**EXERCISE**
Rewrite everything from the line containing "[spot] the rear taillight, one" down to the end of the listing, keeping every line, with each x and y coordinate in the answers offset by 57.

**AVAILABLE RECORDS**
=-=-=

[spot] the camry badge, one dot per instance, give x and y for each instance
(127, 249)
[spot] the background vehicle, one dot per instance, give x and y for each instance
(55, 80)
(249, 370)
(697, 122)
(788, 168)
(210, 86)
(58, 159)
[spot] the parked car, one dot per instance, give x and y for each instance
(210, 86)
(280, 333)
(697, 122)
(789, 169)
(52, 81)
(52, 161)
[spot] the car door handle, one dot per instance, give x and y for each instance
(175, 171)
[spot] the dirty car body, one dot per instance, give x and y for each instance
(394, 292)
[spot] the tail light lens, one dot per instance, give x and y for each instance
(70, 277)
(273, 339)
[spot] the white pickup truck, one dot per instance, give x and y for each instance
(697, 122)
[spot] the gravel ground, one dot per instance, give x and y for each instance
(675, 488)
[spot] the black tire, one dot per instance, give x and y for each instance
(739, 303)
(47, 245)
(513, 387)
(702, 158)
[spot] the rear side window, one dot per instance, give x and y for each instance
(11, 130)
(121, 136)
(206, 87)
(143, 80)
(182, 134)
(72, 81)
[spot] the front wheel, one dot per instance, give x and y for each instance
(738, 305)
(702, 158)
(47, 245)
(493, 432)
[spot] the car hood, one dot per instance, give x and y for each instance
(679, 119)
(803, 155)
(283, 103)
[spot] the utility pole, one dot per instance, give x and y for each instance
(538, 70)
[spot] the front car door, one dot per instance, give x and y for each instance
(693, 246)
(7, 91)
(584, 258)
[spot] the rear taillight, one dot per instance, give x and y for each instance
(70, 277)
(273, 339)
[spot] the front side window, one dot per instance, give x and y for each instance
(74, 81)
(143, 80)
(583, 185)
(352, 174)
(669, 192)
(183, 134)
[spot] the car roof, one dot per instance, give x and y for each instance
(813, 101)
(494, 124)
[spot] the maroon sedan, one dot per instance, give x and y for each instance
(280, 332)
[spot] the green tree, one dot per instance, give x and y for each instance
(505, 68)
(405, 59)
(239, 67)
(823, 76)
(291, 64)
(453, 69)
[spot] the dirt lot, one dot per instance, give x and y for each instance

=-=-=

**WRITTEN ANSWER**
[spot] the rear taillight, one dot per instance, give x and y for each instance
(127, 334)
(330, 396)
[spot] the front side window, one dot per instance, give x and y for each instance
(131, 138)
(200, 137)
(640, 242)
(409, 231)
(726, 249)
(240, 191)
[spot] the car roof, one dot per instance, give x and y for each instance
(870, 158)
(551, 181)
[spot] the maroon sedan, one dot per instance, give x and y for each instance
(337, 389)
[spot] the green tree, one dot per instance, give x and y for each instance
(562, 125)
(462, 116)
(296, 124)
(880, 133)
(348, 121)
(510, 126)
[spot] the dirt lot, one dot per instance, give x and y for each instance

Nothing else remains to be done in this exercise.